Outline labeling data
+---+

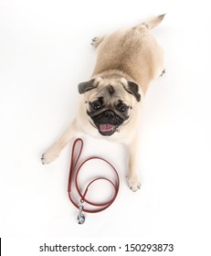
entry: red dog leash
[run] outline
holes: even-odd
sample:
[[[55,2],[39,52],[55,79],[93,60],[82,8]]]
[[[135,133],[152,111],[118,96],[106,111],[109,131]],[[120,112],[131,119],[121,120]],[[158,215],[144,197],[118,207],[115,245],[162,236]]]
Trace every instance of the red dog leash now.
[[[77,153],[76,152],[76,146],[79,146],[79,150]],[[115,200],[118,191],[119,191],[119,187],[120,187],[120,178],[119,178],[119,175],[117,173],[117,170],[115,169],[115,167],[109,163],[107,160],[100,158],[100,157],[90,157],[88,159],[86,159],[85,161],[83,161],[79,167],[78,163],[81,155],[83,149],[83,141],[80,138],[78,138],[74,141],[73,145],[72,145],[72,152],[71,152],[71,160],[70,160],[70,165],[69,165],[69,183],[68,183],[68,192],[69,192],[69,200],[72,202],[72,204],[78,208],[79,209],[79,216],[78,216],[78,221],[79,224],[84,223],[85,221],[85,216],[83,215],[83,211],[85,212],[90,212],[90,213],[96,213],[96,212],[100,212],[102,211],[104,209],[106,209],[107,208],[109,208],[112,202]],[[93,160],[93,159],[98,159],[100,161],[105,162],[106,164],[108,164],[108,165],[110,167],[111,167],[111,169],[113,170],[113,172],[115,173],[116,176],[116,180],[113,182],[111,179],[107,178],[107,177],[98,177],[95,178],[93,180],[91,180],[86,187],[85,191],[81,192],[79,189],[79,182],[78,182],[78,176],[79,176],[79,173],[81,169],[81,167],[89,161]],[[88,199],[86,199],[86,195],[88,193],[89,187],[93,185],[93,183],[97,182],[98,180],[105,180],[107,182],[109,182],[110,184],[111,184],[112,187],[113,187],[113,194],[111,199],[107,200],[105,203],[93,203]],[[79,206],[76,203],[76,200],[73,199],[73,197],[71,195],[71,187],[72,185],[75,184],[76,189],[78,191],[78,194],[80,197],[80,205]],[[86,203],[87,205],[90,205],[92,207],[92,209],[90,208],[84,208],[83,203]]]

+---+

Swap "dog leash" for "bicycle lock" everywhere in the data above, keeping everything else identical. Omit the picture lines from your answer.

entry: red bicycle lock
[run] outline
holes: even-odd
sample:
[[[55,2],[39,52],[55,79],[93,60],[82,8]]]
[[[135,133],[152,111],[118,96],[106,111],[109,131]],[[120,112],[131,119],[121,120]],[[158,215],[144,197],[118,207],[115,245],[162,236]]]
Trace every instance of the red bicycle lock now.
[[[77,153],[76,152],[76,146],[79,146],[79,150]],[[115,200],[118,191],[119,191],[119,187],[120,187],[120,178],[119,178],[119,175],[117,173],[117,170],[115,169],[115,167],[109,163],[107,160],[100,158],[100,157],[90,157],[88,159],[86,159],[85,161],[83,161],[79,167],[78,163],[81,155],[83,149],[83,141],[80,138],[78,138],[74,141],[73,145],[72,145],[72,152],[71,152],[71,160],[70,160],[70,165],[69,165],[69,183],[68,183],[68,192],[69,192],[69,200],[72,202],[72,204],[78,208],[79,209],[79,216],[78,216],[78,221],[79,224],[84,223],[85,221],[85,216],[83,215],[83,211],[85,212],[90,212],[90,213],[96,213],[96,212],[100,212],[102,211],[104,209],[106,209],[107,208],[109,208],[112,202]],[[93,160],[93,159],[98,159],[100,161],[105,162],[106,164],[108,164],[108,165],[110,167],[111,167],[111,169],[113,170],[113,172],[115,173],[116,176],[116,180],[113,182],[111,179],[107,178],[107,177],[98,177],[95,178],[93,180],[91,180],[86,187],[85,191],[81,192],[79,189],[79,182],[78,182],[78,176],[79,176],[79,173],[81,169],[81,167],[89,161]],[[88,199],[86,199],[86,195],[88,193],[89,187],[93,185],[93,183],[97,182],[98,180],[105,180],[107,182],[109,182],[110,184],[111,184],[112,187],[113,187],[113,194],[111,199],[107,200],[105,203],[93,203]],[[79,206],[76,203],[76,200],[73,199],[73,197],[71,195],[71,187],[72,185],[75,184],[76,189],[78,191],[78,194],[80,197],[80,205]],[[86,203],[87,205],[90,205],[92,207],[92,209],[90,208],[84,208],[83,203]]]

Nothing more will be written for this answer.